━━━━━ Extracted entries

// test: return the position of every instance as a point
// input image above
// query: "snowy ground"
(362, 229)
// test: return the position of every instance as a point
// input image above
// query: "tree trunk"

━━━━━━━━━━

Exactly as they appear above, copy out all the records.

// test: return the position of every instance as a point
// input image above
// query: "snowy ground"
(362, 229)
// test: return the position of every instance as a point
// input image above
// query: "tree trunk"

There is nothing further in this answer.